━━━━━ THE INPUT ━━━━━
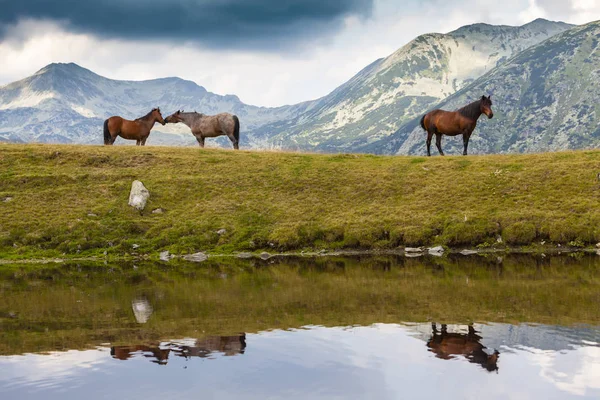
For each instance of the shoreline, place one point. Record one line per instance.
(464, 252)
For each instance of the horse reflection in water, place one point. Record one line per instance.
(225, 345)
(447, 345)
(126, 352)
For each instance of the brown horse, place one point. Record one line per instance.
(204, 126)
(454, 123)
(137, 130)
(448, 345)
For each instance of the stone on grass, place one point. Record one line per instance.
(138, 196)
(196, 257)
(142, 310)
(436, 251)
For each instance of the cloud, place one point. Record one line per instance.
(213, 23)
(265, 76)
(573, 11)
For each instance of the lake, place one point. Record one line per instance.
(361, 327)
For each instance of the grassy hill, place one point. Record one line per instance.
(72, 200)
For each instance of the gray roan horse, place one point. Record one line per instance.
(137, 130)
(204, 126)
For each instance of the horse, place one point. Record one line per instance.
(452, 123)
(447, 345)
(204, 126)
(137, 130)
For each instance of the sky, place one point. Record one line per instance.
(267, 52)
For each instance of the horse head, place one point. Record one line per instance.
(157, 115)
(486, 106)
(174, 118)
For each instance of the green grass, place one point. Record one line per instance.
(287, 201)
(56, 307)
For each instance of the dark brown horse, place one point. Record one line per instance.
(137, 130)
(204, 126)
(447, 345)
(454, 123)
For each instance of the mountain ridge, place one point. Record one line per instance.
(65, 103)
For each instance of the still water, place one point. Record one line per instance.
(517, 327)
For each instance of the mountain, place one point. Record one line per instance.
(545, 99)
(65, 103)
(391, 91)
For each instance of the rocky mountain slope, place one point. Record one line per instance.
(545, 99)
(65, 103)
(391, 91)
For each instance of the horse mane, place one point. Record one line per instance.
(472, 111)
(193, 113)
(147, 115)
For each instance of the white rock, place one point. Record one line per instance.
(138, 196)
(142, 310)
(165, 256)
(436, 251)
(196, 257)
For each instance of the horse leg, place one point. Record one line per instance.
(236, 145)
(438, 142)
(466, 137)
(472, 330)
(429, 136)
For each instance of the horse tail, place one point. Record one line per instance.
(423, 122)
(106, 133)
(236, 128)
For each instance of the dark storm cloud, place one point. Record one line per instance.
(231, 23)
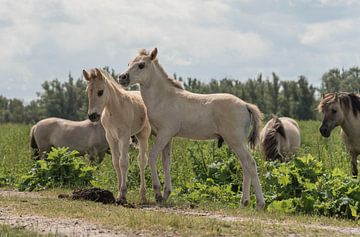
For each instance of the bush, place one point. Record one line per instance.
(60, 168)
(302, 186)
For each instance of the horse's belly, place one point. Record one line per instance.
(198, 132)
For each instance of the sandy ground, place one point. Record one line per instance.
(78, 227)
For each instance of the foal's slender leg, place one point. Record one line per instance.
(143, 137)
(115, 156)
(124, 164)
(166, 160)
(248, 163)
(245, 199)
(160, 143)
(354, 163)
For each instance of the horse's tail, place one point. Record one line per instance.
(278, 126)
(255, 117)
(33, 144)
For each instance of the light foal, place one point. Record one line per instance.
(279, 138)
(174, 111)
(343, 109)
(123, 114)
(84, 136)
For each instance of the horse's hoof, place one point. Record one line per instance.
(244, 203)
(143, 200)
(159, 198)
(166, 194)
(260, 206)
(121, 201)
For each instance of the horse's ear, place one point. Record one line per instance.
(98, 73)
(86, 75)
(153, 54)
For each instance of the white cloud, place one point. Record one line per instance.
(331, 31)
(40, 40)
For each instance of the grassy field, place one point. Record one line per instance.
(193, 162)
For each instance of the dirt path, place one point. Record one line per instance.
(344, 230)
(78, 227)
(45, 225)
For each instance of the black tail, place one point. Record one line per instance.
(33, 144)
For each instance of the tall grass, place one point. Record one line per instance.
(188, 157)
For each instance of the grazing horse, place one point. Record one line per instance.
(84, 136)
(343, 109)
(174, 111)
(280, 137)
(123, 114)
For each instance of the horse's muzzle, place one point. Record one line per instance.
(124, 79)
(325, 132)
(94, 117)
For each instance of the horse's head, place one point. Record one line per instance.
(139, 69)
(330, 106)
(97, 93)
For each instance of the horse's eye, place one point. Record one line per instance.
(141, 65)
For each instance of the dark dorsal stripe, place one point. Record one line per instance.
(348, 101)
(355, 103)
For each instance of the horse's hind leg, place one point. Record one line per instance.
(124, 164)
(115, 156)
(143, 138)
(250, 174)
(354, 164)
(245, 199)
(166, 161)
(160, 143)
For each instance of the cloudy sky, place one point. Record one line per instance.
━━━━━
━━━━━ THE INPUT ━━━━━
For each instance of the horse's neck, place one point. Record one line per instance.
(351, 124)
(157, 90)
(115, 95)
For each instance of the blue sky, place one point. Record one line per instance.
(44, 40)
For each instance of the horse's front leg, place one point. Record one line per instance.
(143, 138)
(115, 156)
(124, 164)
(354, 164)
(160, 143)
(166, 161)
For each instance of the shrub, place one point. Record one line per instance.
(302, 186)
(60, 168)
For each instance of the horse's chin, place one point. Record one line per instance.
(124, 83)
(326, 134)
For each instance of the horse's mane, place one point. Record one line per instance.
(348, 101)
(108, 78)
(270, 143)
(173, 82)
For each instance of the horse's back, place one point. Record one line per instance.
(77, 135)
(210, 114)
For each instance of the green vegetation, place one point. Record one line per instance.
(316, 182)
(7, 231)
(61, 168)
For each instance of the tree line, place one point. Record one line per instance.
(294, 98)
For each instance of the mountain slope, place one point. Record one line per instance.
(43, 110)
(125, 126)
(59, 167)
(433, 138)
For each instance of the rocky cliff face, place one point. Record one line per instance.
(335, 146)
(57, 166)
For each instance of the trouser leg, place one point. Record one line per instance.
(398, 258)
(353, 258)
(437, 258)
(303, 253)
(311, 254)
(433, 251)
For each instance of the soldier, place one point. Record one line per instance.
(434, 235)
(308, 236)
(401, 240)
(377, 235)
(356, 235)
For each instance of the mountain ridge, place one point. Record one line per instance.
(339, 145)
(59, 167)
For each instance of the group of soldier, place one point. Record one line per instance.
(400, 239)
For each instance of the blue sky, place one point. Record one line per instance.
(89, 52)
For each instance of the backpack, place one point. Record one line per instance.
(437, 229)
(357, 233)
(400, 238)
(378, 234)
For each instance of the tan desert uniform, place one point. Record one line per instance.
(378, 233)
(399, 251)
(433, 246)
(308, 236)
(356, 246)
━━━━━
▶ **TASK DESCRIPTION**:
Copy the lines of the listing above verbatim, from the line with "For each instance of the tall" through the line with "For each instance of the cloudy", including both of those lines.

▶ **WORKED ANSWER**:
For each instance of the tall grass, place one point. Record one line per instance.
(188, 157)
For each instance of the grazing horse, place one point. Record one line per instance.
(84, 136)
(343, 109)
(174, 111)
(280, 137)
(123, 114)
For each instance of the horse's muzzle, place one point. Record one line per instance.
(124, 79)
(325, 132)
(94, 117)
For each instance of the horse's head, place one point. Record one line per instance.
(139, 69)
(330, 106)
(97, 93)
For each instance of the horse's eye, place one point. Record one line per instance.
(141, 65)
For each instance of the dark dorsal stripe, place one point. Record one line per instance.
(348, 101)
(355, 103)
For each instance of the horse's hind leg, place one point. Record one line per instance.
(124, 164)
(115, 156)
(143, 138)
(250, 174)
(354, 164)
(245, 199)
(166, 161)
(160, 143)
For each instance of the cloudy sky, place one point. Record one line per instance.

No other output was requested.